Where a line below holds the string "ball", that line goes into the answer.

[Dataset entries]
= Beginning of Section =

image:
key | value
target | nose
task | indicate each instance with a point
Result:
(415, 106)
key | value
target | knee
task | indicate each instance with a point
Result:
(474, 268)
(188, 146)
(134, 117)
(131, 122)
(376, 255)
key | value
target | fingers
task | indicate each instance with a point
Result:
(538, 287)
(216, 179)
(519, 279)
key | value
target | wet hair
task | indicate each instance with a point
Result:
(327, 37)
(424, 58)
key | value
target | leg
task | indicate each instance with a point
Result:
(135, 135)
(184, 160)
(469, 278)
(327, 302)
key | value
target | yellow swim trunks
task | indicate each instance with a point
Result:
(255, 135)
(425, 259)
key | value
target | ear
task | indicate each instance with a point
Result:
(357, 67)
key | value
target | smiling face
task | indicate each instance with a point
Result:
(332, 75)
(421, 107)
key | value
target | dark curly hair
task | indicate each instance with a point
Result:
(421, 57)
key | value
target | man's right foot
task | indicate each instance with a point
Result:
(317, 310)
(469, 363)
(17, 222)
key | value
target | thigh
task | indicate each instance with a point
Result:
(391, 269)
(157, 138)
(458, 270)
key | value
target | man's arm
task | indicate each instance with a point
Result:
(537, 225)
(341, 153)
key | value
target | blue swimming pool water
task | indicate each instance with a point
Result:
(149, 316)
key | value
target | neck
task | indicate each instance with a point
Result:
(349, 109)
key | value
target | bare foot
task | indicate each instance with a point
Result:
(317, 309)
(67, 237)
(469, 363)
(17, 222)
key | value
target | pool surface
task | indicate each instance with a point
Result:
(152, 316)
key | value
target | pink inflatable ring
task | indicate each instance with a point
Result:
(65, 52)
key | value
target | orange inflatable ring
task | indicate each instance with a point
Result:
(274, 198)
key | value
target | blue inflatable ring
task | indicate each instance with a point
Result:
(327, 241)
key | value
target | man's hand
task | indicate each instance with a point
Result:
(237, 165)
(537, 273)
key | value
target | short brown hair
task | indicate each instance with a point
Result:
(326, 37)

= End of Section =
= Beginning of Section =

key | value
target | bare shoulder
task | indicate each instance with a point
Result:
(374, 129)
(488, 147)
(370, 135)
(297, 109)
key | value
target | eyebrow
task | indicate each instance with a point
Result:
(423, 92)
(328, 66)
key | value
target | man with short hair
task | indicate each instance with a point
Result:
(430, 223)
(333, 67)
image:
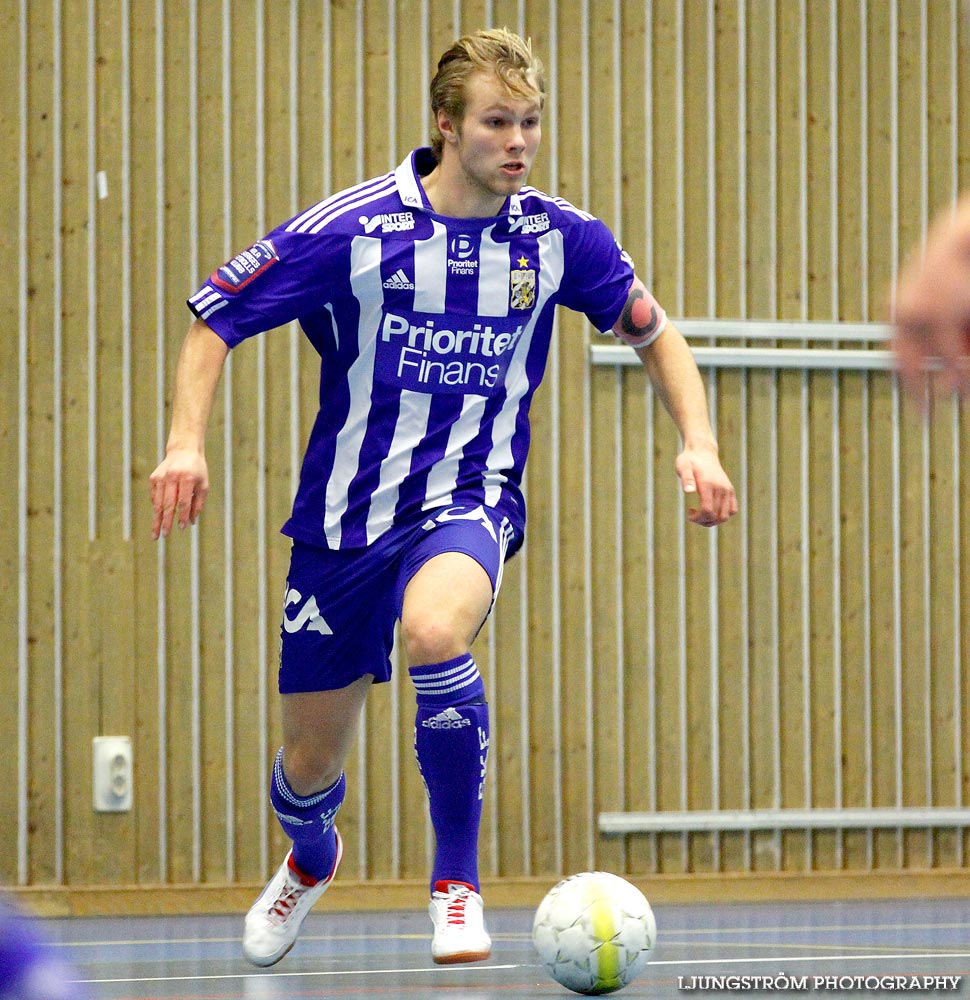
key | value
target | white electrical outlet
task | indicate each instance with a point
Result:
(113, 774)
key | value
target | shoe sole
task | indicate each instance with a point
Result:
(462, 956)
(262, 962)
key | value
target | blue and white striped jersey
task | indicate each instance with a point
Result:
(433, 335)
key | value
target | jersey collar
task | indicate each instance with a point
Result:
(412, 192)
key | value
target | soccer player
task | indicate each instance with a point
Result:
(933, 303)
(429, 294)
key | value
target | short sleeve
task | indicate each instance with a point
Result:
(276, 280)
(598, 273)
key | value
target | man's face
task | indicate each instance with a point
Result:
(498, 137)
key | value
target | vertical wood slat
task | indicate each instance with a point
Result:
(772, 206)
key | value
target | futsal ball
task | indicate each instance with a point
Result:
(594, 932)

= End of Section =
= Beginning of Section =

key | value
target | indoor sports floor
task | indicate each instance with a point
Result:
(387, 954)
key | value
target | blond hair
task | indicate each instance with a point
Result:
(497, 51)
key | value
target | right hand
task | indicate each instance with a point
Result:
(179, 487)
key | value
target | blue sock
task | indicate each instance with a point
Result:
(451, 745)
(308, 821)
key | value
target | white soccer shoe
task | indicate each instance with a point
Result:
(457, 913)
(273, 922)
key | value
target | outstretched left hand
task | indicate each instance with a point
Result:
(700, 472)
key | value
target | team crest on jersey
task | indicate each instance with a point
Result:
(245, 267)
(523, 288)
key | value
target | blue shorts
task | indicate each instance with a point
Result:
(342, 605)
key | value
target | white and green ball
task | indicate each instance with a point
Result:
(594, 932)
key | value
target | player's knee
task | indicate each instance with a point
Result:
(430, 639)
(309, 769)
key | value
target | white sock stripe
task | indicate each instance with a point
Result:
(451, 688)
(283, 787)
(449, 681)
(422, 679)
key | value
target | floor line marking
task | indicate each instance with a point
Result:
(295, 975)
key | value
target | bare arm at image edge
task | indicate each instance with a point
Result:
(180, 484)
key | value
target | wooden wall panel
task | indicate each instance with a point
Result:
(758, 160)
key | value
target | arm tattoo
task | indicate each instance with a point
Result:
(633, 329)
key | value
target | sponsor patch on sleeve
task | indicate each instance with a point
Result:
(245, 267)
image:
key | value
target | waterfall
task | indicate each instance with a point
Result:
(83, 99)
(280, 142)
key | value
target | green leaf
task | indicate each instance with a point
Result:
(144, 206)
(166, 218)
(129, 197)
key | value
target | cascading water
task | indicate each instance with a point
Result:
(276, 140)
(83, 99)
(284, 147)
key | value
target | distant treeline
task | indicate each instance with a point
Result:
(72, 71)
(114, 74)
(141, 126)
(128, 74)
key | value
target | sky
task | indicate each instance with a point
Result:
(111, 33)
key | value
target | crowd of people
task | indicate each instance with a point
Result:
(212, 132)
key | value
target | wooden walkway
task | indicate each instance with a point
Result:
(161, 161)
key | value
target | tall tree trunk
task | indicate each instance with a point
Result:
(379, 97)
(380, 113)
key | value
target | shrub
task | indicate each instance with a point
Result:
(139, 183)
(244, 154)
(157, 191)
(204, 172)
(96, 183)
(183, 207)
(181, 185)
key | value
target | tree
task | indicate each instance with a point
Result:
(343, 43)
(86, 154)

= End of Section =

**SOLUTION**:
target | futsal ball
target | white and green ball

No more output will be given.